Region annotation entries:
==================================================
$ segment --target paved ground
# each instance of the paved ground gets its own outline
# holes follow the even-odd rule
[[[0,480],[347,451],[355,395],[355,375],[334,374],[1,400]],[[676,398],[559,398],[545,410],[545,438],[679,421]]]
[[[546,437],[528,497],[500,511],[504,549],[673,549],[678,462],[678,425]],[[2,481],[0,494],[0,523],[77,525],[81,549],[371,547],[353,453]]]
==================================================
**TASK DESCRIPTION**
Reproduce every one of the records above, keeping each line identical to the original.

**TASK RESPONSE**
$ segment --target paved ground
# each instance of the paved ground gets its own outline
# holes follow the even-odd rule
[[[0,480],[347,451],[355,395],[355,375],[334,374],[1,400]],[[676,398],[559,398],[545,410],[545,438],[679,421]]]
[[[546,437],[528,497],[500,511],[504,549],[673,549],[678,462],[678,425]],[[2,481],[0,494],[0,523],[77,525],[81,549],[371,547],[353,453]]]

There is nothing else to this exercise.